Please copy the data from the line with "Find the polished agate" up to and including the line with "[(1083, 353)]", and nothing beyond it. Leave the requests unchanged, and scale every coordinate in the answers by 0.45, rounding each to a whole number with halves going up.

########################################

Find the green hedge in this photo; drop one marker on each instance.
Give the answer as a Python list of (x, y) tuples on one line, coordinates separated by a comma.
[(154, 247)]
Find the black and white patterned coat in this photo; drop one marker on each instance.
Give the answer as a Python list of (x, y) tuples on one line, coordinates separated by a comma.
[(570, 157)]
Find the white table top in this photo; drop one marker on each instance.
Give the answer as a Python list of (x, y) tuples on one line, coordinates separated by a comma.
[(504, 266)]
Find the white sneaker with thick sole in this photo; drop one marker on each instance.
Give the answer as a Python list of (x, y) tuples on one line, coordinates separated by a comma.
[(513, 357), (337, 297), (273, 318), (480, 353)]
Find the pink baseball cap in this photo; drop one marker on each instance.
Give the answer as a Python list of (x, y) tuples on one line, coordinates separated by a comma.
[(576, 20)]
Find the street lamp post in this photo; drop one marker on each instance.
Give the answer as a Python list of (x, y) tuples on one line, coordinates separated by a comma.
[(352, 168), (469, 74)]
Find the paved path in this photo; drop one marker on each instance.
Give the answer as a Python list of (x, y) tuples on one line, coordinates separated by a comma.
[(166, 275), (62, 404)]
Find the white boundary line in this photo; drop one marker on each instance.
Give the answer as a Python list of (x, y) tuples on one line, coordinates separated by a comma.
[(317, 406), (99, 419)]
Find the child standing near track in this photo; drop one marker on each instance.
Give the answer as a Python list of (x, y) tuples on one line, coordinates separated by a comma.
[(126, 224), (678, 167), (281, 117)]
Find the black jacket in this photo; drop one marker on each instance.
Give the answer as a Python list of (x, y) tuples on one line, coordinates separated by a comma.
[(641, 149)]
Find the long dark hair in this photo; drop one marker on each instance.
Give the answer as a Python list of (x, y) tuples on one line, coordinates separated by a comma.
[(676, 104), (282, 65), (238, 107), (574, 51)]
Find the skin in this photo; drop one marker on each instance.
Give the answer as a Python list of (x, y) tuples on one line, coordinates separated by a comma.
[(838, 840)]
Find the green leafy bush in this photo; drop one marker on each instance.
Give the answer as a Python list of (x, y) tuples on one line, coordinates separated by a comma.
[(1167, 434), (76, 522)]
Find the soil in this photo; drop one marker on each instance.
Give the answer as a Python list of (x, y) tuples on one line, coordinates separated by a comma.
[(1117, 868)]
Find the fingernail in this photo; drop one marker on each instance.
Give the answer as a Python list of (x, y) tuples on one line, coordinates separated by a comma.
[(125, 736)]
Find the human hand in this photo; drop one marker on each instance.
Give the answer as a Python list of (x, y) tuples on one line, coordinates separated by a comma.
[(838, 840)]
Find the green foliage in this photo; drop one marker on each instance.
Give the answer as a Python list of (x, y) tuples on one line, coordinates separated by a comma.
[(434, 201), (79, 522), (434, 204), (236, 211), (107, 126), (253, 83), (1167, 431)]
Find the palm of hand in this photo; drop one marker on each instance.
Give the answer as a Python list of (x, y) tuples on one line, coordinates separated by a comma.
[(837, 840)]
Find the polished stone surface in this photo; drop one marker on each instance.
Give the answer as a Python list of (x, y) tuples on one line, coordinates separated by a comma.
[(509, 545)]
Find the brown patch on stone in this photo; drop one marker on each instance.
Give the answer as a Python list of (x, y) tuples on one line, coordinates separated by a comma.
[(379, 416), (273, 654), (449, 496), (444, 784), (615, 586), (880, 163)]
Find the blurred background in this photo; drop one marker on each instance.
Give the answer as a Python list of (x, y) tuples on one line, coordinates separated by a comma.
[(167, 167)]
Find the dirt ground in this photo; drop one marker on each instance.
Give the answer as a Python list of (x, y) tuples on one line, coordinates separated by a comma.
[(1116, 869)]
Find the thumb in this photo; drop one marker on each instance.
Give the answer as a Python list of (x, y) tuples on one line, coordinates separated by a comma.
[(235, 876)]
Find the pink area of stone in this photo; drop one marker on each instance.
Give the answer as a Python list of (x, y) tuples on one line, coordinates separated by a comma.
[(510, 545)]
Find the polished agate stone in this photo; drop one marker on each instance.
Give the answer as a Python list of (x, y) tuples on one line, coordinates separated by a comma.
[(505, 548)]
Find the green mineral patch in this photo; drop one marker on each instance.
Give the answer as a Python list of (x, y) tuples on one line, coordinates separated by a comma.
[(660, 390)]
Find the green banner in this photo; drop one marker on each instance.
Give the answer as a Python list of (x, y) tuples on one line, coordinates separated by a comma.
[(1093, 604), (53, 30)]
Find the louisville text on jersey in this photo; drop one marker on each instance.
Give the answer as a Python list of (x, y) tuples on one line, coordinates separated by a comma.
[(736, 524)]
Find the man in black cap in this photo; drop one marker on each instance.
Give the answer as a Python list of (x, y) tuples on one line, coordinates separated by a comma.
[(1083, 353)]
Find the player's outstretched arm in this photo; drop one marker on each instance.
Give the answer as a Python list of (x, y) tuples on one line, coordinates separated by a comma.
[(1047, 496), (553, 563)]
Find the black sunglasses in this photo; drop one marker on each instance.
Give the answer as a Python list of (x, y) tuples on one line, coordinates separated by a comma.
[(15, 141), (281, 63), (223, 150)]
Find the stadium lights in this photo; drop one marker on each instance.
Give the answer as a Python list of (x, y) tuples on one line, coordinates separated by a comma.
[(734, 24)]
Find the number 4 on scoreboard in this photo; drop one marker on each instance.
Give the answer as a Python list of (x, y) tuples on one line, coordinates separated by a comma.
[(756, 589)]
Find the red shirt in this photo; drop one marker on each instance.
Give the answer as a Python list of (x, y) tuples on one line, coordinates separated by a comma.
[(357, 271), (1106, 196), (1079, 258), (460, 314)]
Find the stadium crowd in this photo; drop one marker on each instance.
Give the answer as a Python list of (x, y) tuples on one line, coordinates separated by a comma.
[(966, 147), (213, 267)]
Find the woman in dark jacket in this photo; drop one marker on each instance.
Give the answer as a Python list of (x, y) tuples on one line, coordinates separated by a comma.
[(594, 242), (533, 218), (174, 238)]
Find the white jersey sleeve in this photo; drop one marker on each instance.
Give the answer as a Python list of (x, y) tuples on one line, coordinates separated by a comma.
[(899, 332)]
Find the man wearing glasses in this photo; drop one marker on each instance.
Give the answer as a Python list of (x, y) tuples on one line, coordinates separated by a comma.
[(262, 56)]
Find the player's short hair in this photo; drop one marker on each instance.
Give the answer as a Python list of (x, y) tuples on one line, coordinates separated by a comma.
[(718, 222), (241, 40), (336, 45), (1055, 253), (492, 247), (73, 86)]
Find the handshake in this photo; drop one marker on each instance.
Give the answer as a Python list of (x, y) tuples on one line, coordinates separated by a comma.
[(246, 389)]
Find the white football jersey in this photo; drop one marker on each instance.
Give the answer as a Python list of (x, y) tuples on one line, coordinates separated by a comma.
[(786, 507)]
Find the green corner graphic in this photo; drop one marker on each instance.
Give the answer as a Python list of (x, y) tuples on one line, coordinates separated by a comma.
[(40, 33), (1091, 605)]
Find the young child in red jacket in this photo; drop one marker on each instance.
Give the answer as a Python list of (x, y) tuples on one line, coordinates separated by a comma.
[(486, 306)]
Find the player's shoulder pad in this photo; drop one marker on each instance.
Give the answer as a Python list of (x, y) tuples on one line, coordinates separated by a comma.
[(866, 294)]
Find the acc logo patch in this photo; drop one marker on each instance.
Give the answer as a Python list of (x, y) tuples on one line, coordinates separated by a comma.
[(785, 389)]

########################################

→ Answer to the exercise:
Find the polished agate stone in this photo; drop one marker on each instance.
Give the answer as a Python list of (x, y) tuples on one line, coordinates separated by a comma.
[(227, 247)]
Find the green mineral patch in this photo; drop one marker on each instance.
Give the answer as a Python list of (x, y) tuples on one line, coordinates separated by a comma.
[(297, 176)]
Find the green banner in this photo; drop one marker on each instance.
Give the answer as a Python list of (x, y) tuples on one line, coordinates separated by a comma.
[(492, 272), (24, 14)]
Find the louisville text on jersey in this photo; drop one marker on each instance.
Give the answer as a Python list of (x, y) tuples on one line, coordinates separated by a comma.
[(331, 236)]
Find the man in black cap in this photo; drop one marker on each instance.
Give the answer as a Python list of (x, y) tuples on one line, coordinates separated by a comma.
[(487, 159)]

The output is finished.